### EXERCISE AIM:
All that is needed is an exact copy of the lines from the beginning of the data below through the line containing "Target: autumn-coloured tree", minus the pictures.

(Region pointing data)
_ _ _ _ _

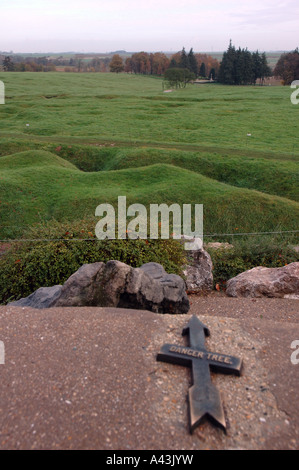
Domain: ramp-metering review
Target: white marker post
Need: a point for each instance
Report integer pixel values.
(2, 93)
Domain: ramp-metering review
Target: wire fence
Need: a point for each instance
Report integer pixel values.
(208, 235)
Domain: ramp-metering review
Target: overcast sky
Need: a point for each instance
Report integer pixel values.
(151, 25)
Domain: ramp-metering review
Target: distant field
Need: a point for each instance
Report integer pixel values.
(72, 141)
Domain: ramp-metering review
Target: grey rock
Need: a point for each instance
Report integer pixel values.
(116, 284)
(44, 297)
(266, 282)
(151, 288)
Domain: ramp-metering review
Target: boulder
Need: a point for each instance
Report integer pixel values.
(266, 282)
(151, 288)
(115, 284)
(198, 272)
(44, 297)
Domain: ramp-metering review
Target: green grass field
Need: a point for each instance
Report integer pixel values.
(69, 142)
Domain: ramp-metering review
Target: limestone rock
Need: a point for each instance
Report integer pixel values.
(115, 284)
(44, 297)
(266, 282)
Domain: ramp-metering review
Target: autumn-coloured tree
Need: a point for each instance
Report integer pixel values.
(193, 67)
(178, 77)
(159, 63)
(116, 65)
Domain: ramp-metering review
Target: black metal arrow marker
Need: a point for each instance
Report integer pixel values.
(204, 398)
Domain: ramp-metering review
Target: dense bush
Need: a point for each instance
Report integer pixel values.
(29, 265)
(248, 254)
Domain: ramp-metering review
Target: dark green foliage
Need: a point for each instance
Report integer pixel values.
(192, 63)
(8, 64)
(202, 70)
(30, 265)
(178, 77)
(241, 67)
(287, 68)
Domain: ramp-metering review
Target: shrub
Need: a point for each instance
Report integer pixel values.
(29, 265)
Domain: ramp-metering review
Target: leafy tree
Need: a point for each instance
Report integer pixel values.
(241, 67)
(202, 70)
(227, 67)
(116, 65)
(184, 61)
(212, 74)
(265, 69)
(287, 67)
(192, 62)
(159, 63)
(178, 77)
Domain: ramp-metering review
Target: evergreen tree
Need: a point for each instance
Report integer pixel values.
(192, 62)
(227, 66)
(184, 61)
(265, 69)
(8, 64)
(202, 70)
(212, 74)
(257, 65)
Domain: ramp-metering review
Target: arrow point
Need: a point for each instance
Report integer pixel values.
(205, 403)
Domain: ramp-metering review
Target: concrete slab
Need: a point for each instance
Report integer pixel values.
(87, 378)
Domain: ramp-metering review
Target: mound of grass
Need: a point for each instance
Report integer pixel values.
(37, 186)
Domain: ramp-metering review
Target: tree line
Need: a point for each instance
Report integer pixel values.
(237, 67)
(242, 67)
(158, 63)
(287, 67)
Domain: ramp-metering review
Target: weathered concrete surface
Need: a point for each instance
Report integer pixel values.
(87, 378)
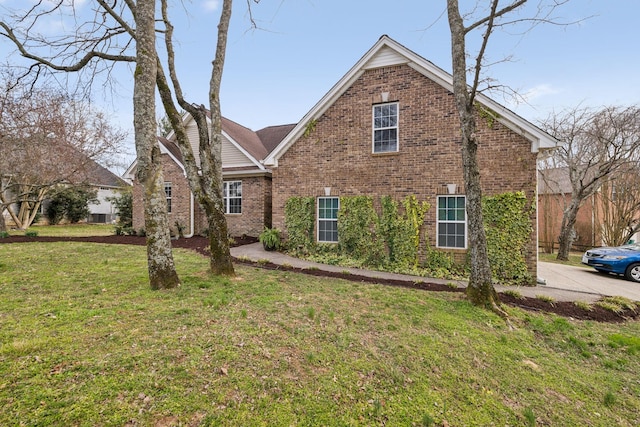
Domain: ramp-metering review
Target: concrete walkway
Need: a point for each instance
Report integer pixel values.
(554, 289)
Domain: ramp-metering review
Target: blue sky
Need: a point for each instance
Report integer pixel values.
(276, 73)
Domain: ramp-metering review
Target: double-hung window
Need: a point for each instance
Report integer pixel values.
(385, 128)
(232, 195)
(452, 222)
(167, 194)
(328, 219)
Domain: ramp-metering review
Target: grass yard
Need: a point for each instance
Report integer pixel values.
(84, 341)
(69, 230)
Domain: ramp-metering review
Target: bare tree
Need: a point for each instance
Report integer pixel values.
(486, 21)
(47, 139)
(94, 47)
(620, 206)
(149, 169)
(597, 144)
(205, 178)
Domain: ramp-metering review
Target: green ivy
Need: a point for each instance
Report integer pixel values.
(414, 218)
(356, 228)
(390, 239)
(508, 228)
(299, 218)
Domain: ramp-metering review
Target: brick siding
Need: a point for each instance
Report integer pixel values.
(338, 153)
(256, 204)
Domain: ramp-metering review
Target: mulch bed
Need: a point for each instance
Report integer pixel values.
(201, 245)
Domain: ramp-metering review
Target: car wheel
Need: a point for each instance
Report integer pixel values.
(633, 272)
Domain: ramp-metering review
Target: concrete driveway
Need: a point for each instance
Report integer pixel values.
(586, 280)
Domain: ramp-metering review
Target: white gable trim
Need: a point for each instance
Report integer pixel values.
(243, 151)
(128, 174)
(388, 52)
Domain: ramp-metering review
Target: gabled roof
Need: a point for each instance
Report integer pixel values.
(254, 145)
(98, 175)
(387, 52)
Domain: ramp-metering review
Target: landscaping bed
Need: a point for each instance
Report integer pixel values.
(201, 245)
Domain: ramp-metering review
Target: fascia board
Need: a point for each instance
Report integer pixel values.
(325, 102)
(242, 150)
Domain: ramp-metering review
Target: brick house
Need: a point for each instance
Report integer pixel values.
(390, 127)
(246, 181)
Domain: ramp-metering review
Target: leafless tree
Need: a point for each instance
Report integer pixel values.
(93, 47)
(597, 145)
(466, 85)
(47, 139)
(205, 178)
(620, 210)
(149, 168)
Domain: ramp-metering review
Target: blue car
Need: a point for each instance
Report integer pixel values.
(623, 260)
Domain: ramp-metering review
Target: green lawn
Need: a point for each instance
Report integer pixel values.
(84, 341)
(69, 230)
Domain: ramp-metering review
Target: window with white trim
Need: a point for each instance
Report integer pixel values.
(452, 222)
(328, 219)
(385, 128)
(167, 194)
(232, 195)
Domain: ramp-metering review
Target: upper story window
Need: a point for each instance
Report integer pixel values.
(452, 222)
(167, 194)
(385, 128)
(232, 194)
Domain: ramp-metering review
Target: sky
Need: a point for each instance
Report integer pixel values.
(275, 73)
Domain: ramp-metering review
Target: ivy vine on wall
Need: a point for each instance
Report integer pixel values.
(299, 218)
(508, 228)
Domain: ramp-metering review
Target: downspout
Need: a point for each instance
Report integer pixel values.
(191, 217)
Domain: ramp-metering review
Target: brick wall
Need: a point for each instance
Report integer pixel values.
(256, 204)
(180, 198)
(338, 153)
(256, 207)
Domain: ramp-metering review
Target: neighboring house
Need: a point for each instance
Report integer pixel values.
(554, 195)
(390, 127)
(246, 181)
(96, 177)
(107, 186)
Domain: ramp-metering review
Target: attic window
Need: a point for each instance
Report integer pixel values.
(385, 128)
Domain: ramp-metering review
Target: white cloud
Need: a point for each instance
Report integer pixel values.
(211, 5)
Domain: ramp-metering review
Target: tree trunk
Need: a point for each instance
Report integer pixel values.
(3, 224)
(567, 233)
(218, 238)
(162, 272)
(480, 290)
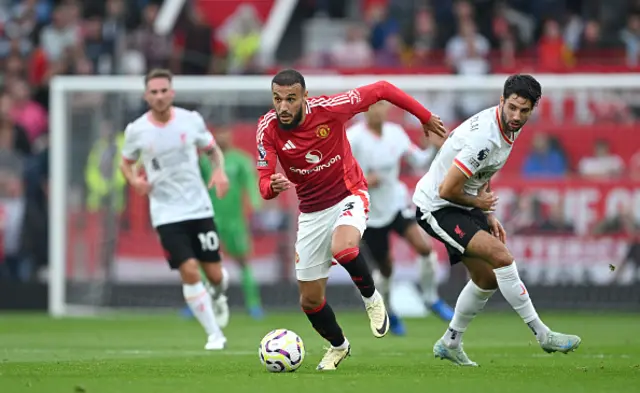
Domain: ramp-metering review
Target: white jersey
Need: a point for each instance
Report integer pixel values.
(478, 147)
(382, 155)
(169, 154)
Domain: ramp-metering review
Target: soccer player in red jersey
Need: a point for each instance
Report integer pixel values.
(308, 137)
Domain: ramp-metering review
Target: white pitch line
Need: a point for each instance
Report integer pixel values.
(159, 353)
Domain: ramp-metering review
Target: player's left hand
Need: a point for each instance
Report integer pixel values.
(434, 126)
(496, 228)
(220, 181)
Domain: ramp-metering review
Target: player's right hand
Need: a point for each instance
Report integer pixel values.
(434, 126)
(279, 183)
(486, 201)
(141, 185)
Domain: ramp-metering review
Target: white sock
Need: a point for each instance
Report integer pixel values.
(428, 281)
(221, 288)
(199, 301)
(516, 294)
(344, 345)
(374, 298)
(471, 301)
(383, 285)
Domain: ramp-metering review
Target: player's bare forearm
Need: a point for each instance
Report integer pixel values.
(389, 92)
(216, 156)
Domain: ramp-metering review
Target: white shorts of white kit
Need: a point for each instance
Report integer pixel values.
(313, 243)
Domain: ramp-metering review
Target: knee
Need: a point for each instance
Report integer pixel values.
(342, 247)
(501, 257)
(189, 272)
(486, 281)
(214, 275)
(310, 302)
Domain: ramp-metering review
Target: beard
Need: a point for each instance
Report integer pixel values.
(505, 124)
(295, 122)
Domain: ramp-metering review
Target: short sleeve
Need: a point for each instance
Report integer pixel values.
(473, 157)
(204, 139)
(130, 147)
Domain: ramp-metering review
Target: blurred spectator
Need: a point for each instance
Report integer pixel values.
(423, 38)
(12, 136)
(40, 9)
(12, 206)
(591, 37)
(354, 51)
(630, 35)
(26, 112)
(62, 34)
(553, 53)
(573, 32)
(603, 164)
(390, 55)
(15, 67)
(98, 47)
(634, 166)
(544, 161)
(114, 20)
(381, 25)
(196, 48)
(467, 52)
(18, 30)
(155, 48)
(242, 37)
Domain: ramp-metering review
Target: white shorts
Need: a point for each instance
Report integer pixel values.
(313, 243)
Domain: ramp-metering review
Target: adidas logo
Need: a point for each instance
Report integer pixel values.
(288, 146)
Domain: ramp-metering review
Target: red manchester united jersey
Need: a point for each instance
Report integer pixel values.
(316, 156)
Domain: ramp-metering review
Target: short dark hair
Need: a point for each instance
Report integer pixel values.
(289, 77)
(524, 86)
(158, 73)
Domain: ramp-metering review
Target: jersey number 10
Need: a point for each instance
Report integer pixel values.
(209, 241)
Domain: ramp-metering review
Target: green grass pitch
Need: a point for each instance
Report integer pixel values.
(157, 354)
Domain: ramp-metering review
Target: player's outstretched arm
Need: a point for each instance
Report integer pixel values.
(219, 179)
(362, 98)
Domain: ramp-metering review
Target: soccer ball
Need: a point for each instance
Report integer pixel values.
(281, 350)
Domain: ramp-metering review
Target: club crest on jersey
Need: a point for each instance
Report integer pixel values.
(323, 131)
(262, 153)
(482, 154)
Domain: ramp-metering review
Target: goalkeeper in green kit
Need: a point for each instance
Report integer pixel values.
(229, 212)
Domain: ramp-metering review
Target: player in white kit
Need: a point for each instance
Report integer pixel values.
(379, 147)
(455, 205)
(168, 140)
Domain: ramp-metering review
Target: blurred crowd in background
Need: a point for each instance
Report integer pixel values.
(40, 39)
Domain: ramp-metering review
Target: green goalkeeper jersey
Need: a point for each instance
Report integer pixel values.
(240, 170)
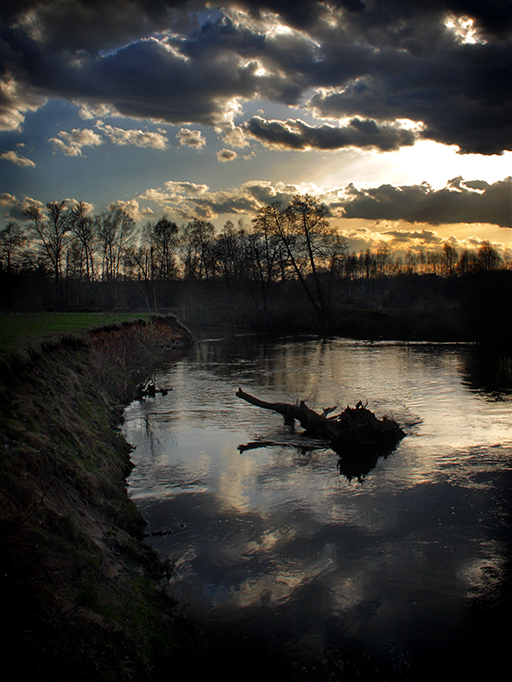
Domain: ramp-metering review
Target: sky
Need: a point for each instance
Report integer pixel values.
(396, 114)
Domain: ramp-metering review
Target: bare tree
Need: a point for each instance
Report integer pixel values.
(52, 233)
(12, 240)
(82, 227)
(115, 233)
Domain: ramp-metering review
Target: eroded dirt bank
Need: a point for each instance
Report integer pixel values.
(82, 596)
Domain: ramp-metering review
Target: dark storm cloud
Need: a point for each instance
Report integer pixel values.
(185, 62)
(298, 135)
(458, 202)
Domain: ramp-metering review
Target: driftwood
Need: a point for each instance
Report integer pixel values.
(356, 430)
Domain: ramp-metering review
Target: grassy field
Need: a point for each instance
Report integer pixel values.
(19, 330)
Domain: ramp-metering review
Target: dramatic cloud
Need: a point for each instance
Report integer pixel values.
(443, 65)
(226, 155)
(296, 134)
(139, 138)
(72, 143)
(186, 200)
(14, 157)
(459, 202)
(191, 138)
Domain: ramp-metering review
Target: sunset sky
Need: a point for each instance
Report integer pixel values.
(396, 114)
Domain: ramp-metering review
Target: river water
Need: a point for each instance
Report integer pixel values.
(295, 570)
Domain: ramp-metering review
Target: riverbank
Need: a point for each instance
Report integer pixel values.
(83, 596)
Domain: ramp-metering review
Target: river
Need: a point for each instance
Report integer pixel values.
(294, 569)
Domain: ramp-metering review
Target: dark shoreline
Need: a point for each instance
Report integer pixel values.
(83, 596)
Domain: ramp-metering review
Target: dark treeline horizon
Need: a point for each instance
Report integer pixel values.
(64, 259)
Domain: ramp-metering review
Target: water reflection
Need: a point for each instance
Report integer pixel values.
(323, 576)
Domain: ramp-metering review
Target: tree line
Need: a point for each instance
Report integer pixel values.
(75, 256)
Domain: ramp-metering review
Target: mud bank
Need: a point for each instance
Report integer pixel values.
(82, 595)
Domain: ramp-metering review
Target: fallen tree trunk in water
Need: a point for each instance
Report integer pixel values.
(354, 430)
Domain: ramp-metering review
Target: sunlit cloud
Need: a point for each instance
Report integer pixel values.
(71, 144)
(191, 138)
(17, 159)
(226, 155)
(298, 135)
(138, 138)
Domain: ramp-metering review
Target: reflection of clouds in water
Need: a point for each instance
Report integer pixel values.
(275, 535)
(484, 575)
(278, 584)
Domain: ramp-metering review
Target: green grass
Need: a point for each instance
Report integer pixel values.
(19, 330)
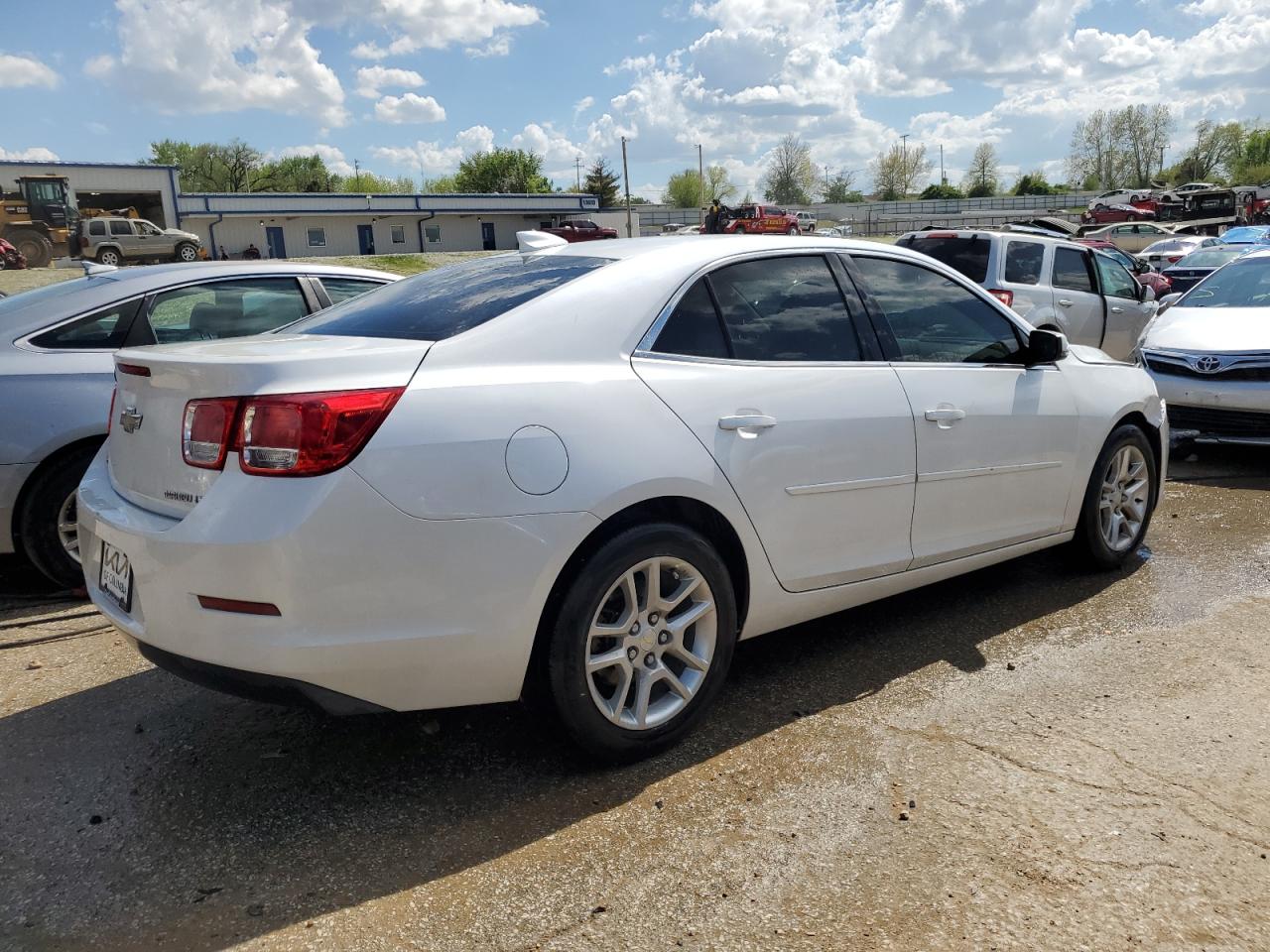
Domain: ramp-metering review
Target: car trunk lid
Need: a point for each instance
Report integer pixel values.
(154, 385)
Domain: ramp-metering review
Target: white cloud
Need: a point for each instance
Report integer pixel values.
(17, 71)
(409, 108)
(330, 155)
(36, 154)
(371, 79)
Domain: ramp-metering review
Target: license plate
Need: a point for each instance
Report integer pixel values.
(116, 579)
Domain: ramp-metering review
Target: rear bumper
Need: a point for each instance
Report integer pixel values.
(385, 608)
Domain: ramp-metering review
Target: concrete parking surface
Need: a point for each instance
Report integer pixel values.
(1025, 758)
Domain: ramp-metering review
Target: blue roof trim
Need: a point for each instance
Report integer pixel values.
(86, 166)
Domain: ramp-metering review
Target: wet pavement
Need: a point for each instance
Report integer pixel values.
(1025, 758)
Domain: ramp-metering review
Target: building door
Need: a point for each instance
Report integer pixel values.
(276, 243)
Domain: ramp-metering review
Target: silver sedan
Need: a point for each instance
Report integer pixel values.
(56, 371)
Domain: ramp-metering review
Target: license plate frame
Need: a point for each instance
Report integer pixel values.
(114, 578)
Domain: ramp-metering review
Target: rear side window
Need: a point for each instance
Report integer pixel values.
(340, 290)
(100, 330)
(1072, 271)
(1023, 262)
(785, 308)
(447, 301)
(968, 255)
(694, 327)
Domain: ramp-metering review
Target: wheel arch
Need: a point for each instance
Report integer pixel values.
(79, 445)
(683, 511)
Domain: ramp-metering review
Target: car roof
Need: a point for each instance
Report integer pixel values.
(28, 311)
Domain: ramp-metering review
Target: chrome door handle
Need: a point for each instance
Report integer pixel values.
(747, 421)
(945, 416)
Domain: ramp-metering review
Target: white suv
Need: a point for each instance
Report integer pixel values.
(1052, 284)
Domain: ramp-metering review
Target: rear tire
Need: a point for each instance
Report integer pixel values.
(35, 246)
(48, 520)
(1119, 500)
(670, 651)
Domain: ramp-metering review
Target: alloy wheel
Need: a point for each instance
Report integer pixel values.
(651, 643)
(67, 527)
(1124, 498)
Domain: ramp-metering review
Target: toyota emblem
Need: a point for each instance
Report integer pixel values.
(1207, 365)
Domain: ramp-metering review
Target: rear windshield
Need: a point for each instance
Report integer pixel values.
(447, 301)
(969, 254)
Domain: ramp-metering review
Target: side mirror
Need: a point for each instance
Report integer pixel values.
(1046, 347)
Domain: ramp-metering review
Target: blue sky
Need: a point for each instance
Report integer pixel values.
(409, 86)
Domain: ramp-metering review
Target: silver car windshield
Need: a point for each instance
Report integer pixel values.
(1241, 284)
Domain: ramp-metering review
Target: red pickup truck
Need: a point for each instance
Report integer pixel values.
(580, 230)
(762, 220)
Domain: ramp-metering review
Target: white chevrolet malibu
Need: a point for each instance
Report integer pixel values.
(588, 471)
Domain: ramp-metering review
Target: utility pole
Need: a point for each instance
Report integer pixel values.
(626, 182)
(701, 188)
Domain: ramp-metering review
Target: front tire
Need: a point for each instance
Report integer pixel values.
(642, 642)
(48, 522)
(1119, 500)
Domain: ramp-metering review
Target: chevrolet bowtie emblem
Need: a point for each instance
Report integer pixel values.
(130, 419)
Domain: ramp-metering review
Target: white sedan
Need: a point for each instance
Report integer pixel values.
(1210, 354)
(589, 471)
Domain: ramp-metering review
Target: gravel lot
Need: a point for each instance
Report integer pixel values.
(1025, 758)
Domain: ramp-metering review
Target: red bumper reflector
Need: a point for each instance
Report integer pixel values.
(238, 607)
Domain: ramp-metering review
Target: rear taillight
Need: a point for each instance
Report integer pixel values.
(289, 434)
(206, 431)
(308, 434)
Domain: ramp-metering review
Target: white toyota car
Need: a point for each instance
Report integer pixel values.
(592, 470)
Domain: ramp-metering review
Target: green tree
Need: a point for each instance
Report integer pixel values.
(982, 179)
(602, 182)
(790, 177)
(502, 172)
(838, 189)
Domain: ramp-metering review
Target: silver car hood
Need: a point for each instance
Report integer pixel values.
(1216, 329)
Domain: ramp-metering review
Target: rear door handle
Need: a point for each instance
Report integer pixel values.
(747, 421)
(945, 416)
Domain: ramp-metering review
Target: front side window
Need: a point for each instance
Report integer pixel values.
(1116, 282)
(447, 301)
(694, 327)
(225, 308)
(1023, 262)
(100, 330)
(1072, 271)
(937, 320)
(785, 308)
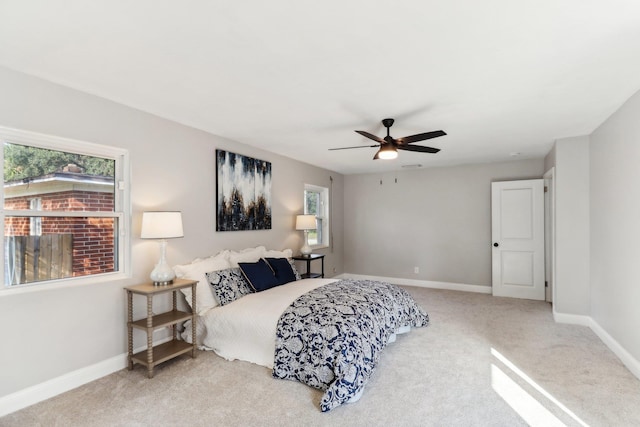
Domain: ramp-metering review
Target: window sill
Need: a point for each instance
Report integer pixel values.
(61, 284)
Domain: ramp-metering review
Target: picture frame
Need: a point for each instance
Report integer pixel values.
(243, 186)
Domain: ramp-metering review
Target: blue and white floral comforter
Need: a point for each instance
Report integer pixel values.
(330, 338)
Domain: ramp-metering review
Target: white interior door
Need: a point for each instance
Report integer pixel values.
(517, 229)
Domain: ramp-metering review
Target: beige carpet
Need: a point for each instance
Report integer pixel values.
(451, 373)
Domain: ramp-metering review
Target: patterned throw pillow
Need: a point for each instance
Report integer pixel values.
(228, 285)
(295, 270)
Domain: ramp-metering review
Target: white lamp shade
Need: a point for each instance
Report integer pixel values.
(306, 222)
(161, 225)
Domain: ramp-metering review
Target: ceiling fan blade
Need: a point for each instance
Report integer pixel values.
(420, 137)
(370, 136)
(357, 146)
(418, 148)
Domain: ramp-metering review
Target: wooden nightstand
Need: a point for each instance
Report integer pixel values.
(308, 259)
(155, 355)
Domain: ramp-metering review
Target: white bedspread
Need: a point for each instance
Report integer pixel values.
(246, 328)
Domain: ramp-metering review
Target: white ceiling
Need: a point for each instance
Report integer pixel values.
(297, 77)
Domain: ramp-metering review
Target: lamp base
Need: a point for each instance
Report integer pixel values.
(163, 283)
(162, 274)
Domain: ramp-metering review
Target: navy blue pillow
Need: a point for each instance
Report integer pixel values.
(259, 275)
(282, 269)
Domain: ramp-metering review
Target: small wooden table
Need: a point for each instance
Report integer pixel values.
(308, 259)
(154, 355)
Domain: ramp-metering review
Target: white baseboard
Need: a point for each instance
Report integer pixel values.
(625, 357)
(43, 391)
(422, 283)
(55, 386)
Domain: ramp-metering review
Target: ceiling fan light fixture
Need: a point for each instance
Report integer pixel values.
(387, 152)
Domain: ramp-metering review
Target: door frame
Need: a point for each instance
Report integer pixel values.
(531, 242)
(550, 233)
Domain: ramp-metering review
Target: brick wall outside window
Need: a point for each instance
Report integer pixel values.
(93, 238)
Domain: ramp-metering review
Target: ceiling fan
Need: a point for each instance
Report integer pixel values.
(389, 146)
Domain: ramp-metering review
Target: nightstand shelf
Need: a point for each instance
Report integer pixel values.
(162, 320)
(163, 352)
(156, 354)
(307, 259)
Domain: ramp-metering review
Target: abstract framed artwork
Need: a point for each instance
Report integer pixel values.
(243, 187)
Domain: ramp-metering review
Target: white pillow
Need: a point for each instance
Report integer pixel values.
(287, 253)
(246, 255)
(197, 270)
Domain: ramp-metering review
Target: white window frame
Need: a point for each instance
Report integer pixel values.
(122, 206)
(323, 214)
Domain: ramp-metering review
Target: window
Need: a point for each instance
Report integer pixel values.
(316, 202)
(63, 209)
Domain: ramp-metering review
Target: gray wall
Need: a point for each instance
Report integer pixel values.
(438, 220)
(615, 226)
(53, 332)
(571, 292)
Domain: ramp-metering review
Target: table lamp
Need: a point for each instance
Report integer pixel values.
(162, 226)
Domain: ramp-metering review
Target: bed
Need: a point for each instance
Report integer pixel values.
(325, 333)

_ _ _ _ _

### WRITTEN ANSWER:
Domain: ramp-metering review
Target: white marker post
Need: a point for each instance
Report integer pixel values.
(2, 93)
Domain: ramp-metering review
Target: wire fence
Need: a point for each instance
Report integer pixel values.
(208, 235)
Domain: ramp-metering review
Target: overcast sky
Need: a point for each instance
Report integer pixel values.
(151, 25)
Domain: ramp-metering review
Target: distant field
Need: a point for each instance
Report integer pixel values.
(72, 141)
Domain: ramp-metering review
Target: grey rock
Need: a point for each instance
Report integer pixel values.
(116, 284)
(44, 297)
(266, 282)
(151, 288)
Domain: ramp-metering review
Target: boulder
Need: a point for each instance
Report integer pixel values.
(266, 282)
(151, 288)
(115, 284)
(198, 272)
(44, 297)
Domain: ramp-metering review
Target: green grass field
Need: a point for each instance
Report integer pixel values.
(69, 142)
Domain: ramp-metering review
Target: limestone rock
Need: a point for each instance
Report integer pixel values.
(115, 284)
(44, 297)
(266, 282)
Domain: ramp-metering review
Target: autumn-coloured tree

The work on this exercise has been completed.